Text section:

The company says its net loss attributable to common shareholders amounted to $1.24 billion or $1.36 per share for the quarter ended Sept. 30 compared with a profit of $640 million or 70 cents per share a year earlier.

On an adjusted basis, BCE says it earned 75 cents per share in its latest quarter compared with an adjusted profit of 81 cents per share in the same quarter last year.

“Bell’s results for the third quarter demonstrate that we are disciplined in our pursuit of profitable growth in an intensely competitive environment,” BCE chief executive Mirko Bibic said in a statement.

“Our focus this quarter, and throughout 2024, has been to attract higher-margin subscribers and reduce costs to help offset short-term revenue impacts from sustained competitive pricing pressures, slow economic growth and a media advertising market that is in transition.”

Operating revenue for the quarter totalled $5.97 billion, down from $6.08 billion in its third quarter of 2023.

BCE also said it now expects its revenue for 2024 to fall about 1.5 per cent compared with earlier guidance for an increase of zero to four per cent.

The company says the change comes as it faces lower-than-anticipated wireless product revenue and sustained pressure on wireless prices.

Your tasks:
a) Answer these questions using the text on BCE's third-quarter results:
(i) What adjusted profit per share did BCE report for its latest quarter?
(ii) What was operating revenue for the quarter?
(iii) How does BCE now expect its 2024 revenue to change?
b) Repeat word for word the part of the text on BCE's third-quarter results that starts with the words "The company says its" and ends after the words "quarter last year.".
c) Carry on the text on BCE's third-quarter results, picking up after its last sentence.

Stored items
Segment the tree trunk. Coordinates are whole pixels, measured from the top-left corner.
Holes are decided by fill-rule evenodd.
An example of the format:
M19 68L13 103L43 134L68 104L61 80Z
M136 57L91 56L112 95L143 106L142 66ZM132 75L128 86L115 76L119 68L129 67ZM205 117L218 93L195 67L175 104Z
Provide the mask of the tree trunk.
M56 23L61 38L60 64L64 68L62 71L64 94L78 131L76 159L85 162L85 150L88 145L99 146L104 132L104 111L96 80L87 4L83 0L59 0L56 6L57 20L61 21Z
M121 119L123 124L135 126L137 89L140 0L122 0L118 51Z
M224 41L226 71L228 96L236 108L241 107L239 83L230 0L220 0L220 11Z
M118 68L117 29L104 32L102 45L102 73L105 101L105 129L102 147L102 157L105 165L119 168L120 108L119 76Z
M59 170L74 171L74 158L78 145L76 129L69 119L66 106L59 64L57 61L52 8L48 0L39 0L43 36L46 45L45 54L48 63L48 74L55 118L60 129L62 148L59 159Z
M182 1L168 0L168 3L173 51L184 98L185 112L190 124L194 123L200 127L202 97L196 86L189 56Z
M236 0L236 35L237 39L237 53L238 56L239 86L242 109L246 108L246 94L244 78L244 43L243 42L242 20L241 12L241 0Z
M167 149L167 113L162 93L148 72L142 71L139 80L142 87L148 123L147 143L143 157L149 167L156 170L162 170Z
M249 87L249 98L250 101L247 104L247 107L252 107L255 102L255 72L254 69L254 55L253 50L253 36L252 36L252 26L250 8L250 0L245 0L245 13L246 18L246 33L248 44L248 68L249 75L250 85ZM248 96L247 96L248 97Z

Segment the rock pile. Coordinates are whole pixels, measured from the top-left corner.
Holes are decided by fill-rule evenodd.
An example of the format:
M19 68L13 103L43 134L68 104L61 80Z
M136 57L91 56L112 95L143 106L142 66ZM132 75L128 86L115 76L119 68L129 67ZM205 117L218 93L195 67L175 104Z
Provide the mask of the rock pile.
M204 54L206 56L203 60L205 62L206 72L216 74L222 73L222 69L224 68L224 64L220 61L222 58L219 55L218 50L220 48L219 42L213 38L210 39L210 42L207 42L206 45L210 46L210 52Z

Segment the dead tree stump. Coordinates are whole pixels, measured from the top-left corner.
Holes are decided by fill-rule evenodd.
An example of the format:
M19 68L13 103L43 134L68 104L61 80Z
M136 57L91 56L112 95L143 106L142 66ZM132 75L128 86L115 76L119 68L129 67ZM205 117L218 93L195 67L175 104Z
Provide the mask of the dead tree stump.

Written responses:
a)
(i) 75 cents per share.
(ii) $5.97 billion.
(iii) It expects revenue to fall about 1.5 per cent.

b)
The company says its net loss attributable to common shareholders amounted to $1.24 billion or $1.36 per share for the quarter ended Sept. 30 compared with a profit of $640 million or 70 cents per share a year earlier.

On an adjusted basis, BCE says it earned 75 cents per share in its latest quarter compared with an adjusted profit of 81 cents per share in the same quarter last year.

c)
BCE added 33,111 net postpaid mobile phone subscribers, down 76.8 per cent from the same period last year, which was the company’s second-best performance on the metric since 2010.

It says the drop was driven by higher customer churn — a measure of subscribers who cancelled their service — amid greater competitive activity and promotional offer intensity. BCE’s monthly churn rate for the category was 1.28 per cent, up from 1.1 per cent during its previous third quarter.

The company also saw 11.6 per cent fewer gross subscriber activations “due to more targeted promotional offers and mobile device discounting compared to last year.”

Bell’s wireless mobile phone average revenue per user was $58.26, down 3.4 per cent from $60.28 in the third quarter of the prior year.